> [Exercise brief]:
For each line below, print it again exactly as shown.

─── Material for this task

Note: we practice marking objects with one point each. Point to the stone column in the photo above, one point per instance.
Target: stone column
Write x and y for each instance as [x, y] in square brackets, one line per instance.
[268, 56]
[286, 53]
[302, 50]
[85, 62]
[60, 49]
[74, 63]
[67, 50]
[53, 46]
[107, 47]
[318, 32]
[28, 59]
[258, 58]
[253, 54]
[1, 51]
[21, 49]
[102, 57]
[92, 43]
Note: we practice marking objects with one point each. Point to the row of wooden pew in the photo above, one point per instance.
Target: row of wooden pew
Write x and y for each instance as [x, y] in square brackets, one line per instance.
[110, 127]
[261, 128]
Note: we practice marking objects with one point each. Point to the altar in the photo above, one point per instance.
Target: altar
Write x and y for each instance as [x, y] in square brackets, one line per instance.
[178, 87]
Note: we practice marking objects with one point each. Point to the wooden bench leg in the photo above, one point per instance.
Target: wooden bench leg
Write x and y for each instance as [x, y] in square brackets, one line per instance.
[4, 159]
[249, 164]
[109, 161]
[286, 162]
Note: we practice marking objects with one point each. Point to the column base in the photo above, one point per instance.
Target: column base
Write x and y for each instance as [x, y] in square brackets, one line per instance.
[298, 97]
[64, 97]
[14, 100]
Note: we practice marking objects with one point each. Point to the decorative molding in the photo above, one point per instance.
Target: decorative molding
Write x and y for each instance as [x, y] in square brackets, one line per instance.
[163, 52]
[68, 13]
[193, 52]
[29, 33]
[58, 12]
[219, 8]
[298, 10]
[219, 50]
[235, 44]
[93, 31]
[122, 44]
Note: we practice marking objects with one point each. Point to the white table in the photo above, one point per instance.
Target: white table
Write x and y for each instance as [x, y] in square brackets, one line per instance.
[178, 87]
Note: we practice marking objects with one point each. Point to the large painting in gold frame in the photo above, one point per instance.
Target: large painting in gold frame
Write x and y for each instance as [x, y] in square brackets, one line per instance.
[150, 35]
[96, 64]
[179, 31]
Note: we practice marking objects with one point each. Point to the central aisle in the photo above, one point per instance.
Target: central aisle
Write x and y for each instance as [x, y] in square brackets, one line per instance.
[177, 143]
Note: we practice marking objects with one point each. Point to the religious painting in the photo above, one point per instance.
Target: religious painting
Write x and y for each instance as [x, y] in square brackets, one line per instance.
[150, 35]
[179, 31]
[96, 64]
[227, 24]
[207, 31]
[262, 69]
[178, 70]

──────

> [Exercise solution]:
Note: we practice marking objects with one point each. Point to the stone column in the photo above, one point per instance.
Target: stone column
Write x and y for each instance as [x, y] in square brackets, one line per instance.
[268, 56]
[286, 53]
[302, 50]
[85, 62]
[60, 49]
[74, 63]
[67, 50]
[53, 46]
[107, 47]
[318, 32]
[28, 59]
[258, 58]
[253, 54]
[1, 51]
[21, 49]
[102, 57]
[92, 43]
Note: we practice marking objects with one point each. Point to the row of wooden pew in the photo above, one point per instance.
Target: row of wooden pew
Write x and y for each instance as [x, y] in square brackets, one line per instance.
[110, 127]
[261, 128]
Note: we practice marking objects with one point each. Point to the altar in the photo above, one point per instance.
Target: altar
Write x and y for each instance as [x, y] in square brackets, one line per instance.
[178, 87]
Note: we practice marking objects with one point each. Point to the wooden bench leg in the photo above, one point per instance.
Target: wooden bench leg
Write x and y for each instance as [x, y] in square brackets, one line per instance.
[4, 159]
[249, 164]
[109, 161]
[286, 162]
Note: we practice marking objects with one point each. Point to the column base in the photo above, one point per instance.
Target: column base
Write x and y for each instance as [x, y] in square brackets, one line per instance.
[298, 97]
[64, 97]
[14, 100]
Note: we practice marking objects with one point each. Point to the decorative molding in the photo above, one point per instance.
Target: decorative molding
Write x and y for each instance as [x, y] in square brackets, one line per instance.
[163, 52]
[68, 13]
[193, 52]
[29, 33]
[58, 12]
[219, 8]
[298, 10]
[219, 50]
[235, 44]
[93, 31]
[122, 44]
Note: we practice marking objects with one point each. Point to the white table in the photo above, one point per instance.
Target: white table
Write x and y for each instance as [x, y] in square brackets, one line per instance.
[178, 87]
Note: we practice marking objects with one point each. Point to the large painting in gold frame in the photo above, one point per instance.
Target: large painting in gold frame
Write x and y for each instance as [x, y] in square brackets, one line per instance.
[150, 35]
[96, 64]
[179, 31]
Note: we practice marking objects with one point each. Point to the central aisle in the photo above, one point per instance.
Target: central aisle
Write x and y for each instance as [x, y] in square brackets, one line per instance.
[177, 143]
Note: we practice marking objects with one point each. Point to the religious painting in the photo above, one point per instance.
Target: religious painting
Write x and y for each instance as [x, y] in square brackets, one line per instance.
[150, 35]
[179, 31]
[96, 64]
[227, 24]
[207, 31]
[262, 69]
[178, 70]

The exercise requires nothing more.